:: INPUT FOR THIS TASK

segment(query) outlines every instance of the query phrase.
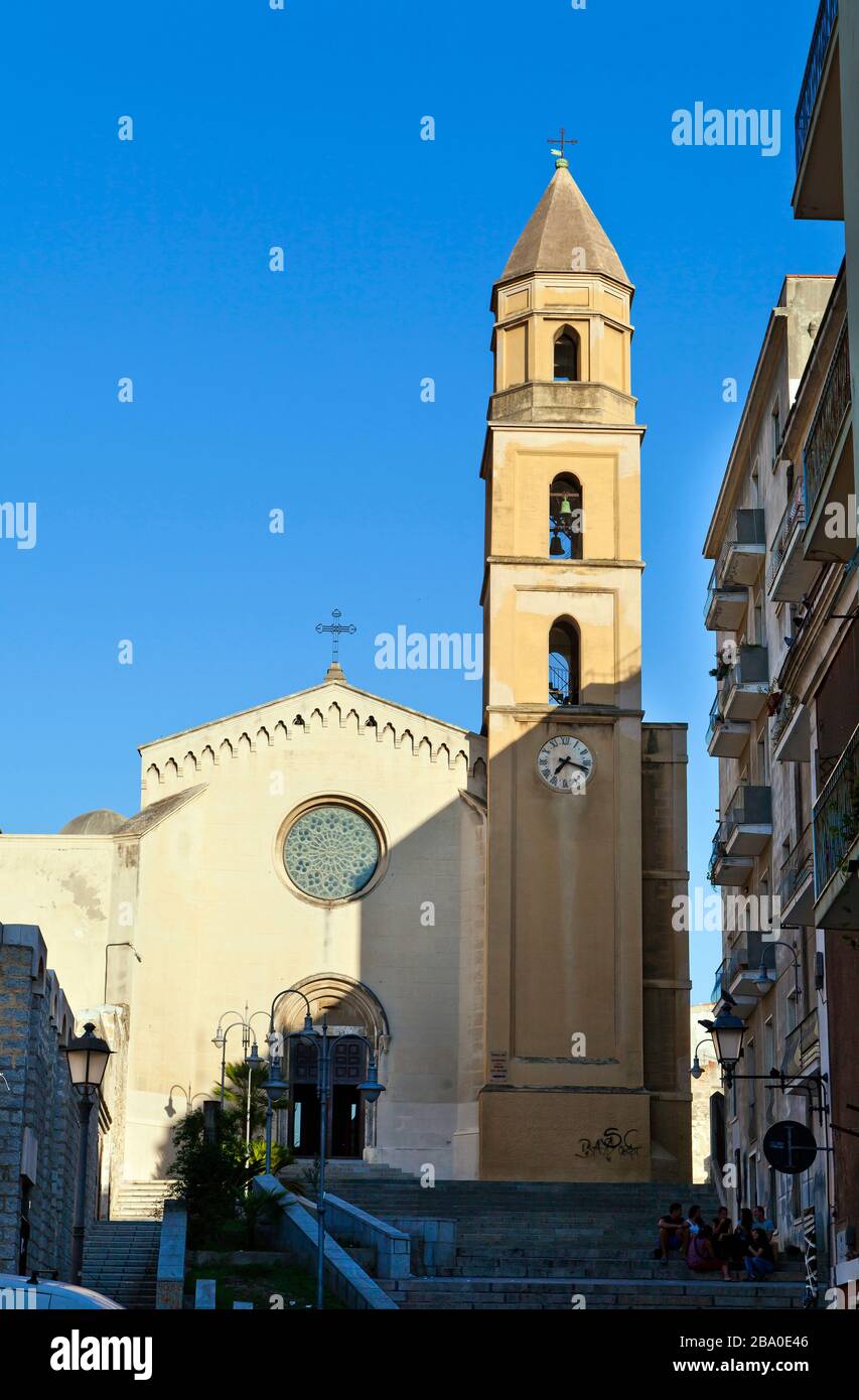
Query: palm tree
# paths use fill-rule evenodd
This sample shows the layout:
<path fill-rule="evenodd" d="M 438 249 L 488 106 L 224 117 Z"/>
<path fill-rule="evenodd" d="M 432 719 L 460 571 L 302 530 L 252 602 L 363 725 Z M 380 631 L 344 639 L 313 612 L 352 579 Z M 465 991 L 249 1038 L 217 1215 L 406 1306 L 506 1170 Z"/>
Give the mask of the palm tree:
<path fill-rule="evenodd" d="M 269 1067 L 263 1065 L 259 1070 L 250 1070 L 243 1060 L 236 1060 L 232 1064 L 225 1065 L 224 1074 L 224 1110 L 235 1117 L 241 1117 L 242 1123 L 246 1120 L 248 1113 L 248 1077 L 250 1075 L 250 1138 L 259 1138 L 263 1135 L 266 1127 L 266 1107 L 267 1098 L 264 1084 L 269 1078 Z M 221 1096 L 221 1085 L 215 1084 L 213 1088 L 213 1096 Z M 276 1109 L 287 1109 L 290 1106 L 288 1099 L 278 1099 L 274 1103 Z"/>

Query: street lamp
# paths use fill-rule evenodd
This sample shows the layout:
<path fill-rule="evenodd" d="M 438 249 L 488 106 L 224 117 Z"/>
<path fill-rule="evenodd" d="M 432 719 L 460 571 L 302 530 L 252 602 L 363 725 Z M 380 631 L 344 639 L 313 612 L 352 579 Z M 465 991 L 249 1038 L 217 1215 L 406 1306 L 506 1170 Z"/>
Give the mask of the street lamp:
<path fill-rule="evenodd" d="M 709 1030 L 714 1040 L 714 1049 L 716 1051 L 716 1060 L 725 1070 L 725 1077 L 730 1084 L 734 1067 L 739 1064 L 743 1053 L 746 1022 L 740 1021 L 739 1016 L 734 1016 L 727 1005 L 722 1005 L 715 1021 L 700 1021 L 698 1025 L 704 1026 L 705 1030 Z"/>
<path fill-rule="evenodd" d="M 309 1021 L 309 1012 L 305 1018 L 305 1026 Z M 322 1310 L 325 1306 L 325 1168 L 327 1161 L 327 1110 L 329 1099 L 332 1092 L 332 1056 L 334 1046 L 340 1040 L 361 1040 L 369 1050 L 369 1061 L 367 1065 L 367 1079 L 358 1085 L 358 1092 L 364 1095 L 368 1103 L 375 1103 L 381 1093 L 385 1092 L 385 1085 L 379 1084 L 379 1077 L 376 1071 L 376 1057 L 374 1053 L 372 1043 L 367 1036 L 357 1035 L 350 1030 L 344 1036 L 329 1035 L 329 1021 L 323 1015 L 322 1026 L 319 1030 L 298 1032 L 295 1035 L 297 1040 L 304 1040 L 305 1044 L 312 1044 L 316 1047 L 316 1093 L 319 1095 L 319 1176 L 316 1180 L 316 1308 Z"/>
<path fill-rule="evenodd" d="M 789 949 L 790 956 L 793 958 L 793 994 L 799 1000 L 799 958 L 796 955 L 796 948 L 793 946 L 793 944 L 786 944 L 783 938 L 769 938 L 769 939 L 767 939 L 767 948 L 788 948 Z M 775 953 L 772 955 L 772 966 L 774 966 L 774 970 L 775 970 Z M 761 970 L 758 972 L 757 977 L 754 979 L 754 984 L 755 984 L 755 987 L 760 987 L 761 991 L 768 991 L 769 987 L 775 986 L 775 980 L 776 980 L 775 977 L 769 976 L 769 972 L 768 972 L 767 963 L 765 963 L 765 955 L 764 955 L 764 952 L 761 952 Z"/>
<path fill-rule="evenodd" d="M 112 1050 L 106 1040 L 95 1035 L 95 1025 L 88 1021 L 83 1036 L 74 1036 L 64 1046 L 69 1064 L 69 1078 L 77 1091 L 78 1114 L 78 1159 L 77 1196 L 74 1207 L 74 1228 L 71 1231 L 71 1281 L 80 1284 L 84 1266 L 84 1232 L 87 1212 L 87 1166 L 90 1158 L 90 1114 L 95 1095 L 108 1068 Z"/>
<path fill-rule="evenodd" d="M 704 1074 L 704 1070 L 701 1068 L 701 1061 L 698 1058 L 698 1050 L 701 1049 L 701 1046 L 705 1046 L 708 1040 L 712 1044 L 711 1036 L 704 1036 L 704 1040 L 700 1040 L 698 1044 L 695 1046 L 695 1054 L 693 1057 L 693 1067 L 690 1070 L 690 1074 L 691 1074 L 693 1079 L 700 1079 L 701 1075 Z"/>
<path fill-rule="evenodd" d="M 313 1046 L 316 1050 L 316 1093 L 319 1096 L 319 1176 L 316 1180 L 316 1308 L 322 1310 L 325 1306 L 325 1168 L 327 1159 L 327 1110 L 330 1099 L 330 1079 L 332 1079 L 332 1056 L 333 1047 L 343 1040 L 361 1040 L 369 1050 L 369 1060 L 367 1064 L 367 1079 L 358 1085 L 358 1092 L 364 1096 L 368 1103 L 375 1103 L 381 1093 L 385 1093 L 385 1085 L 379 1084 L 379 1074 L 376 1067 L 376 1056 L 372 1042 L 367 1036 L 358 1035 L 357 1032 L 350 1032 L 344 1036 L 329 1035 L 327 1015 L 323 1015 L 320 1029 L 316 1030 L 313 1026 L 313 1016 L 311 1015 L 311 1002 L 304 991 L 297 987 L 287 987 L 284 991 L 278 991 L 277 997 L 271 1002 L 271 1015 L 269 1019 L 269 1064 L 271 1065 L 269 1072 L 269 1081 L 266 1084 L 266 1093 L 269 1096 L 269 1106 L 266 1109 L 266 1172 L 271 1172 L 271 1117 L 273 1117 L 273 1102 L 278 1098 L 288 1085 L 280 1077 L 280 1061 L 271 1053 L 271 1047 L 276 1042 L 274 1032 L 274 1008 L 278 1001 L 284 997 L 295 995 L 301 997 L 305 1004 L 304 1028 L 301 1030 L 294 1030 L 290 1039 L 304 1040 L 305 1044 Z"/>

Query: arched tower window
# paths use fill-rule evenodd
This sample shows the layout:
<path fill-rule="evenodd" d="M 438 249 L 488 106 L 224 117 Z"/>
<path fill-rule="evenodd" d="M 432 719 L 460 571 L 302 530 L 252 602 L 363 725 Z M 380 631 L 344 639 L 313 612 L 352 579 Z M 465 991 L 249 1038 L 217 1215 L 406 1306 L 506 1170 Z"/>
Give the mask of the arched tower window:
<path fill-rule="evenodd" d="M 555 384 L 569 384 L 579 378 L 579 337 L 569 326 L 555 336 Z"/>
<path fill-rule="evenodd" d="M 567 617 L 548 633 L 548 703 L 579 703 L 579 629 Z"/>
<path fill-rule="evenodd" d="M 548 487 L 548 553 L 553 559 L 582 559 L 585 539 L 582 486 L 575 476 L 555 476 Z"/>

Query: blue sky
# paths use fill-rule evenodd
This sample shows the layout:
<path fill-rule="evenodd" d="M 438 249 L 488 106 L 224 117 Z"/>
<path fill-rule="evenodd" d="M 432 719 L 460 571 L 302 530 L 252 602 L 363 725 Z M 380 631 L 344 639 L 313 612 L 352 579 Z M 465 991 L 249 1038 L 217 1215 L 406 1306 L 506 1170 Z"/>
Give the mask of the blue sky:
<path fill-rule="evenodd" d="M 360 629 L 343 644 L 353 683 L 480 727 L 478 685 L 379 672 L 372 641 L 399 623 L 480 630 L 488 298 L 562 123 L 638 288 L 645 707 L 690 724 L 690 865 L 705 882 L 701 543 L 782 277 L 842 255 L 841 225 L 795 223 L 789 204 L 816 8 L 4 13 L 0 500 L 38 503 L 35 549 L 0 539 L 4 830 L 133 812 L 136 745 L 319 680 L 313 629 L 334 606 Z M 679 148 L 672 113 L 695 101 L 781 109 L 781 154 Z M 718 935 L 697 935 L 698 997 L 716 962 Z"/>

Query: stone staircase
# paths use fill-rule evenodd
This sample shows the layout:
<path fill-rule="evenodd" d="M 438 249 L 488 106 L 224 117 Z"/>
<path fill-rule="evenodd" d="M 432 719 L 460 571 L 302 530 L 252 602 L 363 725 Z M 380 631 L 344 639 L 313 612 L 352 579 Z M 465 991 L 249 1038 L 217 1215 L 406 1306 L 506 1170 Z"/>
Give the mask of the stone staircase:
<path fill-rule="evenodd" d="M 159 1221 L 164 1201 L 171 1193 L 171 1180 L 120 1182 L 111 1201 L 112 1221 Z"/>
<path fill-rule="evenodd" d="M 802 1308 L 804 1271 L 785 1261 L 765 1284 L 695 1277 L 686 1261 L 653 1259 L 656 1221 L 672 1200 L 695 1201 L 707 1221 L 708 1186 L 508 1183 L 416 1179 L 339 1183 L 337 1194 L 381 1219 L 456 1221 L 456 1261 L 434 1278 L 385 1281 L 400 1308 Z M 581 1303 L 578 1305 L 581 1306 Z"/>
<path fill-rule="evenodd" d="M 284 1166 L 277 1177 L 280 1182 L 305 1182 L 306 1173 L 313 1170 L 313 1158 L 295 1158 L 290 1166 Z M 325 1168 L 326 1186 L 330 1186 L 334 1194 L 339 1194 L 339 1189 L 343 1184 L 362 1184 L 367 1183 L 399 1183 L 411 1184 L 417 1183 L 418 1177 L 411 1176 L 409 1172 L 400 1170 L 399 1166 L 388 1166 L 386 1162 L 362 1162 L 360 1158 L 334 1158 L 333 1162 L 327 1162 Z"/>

::::

## WORK REQUIRED
Please copy out the lines of the entries above word for word, starting at the line that contains "Query: blue sky" and ending at the line that contains "Give the mask of the blue".

## EXPECTED ANSWER
Query: blue sky
# paths use fill-rule evenodd
This sample shows the layout:
<path fill-rule="evenodd" d="M 438 249 L 488 106 L 224 117 Z"/>
<path fill-rule="evenodd" d="M 432 719 L 460 571 L 302 530 L 252 602 L 363 725 Z M 380 631 L 344 639 L 313 612 L 352 579 Z M 465 991 L 249 1038 L 217 1215 L 406 1306 L 506 1170 Z"/>
Give the mask of the blue sky:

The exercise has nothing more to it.